**Request**
Everything from the line containing "of the concrete" through the last line of the records must be returned verbatim, and nothing outside that range.

--- Input rows ---

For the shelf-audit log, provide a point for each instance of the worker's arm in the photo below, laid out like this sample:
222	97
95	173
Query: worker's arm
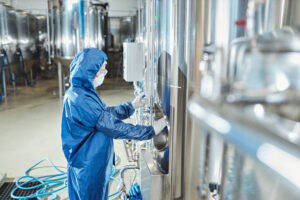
115	128
122	111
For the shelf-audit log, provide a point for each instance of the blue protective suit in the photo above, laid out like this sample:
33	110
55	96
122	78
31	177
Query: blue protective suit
89	127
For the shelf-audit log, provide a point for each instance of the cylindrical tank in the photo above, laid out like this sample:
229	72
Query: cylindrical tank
27	34
91	26
279	14
100	27
8	31
80	27
42	44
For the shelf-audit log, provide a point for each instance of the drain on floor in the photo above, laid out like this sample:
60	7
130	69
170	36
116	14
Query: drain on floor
7	187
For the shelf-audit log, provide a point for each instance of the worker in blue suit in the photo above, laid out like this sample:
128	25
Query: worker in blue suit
89	127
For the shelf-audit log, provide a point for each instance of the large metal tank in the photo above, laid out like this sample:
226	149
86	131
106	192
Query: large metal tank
79	27
27	34
42	38
8	31
101	27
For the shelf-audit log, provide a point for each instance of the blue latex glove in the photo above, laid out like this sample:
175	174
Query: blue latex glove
135	192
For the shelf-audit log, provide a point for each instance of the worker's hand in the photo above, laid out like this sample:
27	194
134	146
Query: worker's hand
139	101
159	125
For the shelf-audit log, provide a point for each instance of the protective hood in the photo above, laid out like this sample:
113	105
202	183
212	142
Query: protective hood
85	66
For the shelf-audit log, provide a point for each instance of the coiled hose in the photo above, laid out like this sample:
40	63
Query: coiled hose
47	182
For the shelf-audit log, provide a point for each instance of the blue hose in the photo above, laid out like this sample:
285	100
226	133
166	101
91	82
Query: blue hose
45	183
50	181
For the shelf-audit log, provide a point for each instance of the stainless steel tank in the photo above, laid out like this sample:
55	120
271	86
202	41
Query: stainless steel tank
128	29
26	26
79	27
279	14
42	38
100	27
8	31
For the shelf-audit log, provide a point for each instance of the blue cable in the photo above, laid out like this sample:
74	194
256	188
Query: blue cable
47	182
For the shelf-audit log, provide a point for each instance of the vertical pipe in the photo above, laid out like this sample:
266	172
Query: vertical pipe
48	35
4	83
60	81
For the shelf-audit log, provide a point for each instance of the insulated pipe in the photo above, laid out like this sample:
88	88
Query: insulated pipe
81	19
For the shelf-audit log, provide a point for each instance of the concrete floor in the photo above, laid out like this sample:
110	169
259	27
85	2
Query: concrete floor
30	120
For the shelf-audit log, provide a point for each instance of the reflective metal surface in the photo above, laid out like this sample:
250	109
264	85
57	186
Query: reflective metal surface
280	14
81	27
8	31
27	34
255	157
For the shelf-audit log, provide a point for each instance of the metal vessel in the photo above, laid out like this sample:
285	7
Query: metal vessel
8	32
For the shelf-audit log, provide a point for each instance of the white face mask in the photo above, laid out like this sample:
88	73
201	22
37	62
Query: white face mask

---

**Task output**
For the shelf-audit log, provide a point for each instance of the concrete floor in the photo above, laid out like this sample:
110	169
259	27
85	2
Query: concrete floor
30	120
For the shelf-audit log, provide a point for each instance of the reflective metal surface in the photo above, laid out like this sample:
250	109
264	85
57	186
Query: reflective metal surface
280	14
81	27
8	31
27	34
255	157
For the shelf-audit log, provide a point for each instance of the metal vessel in the photo above, laid out like this sample:
285	7
Query: metal vessel
8	32
For the shelf-audit log, provide a point for each instance of the white face mask in the photo above, laid out like this sample:
88	73
201	22
37	62
Query: white face mask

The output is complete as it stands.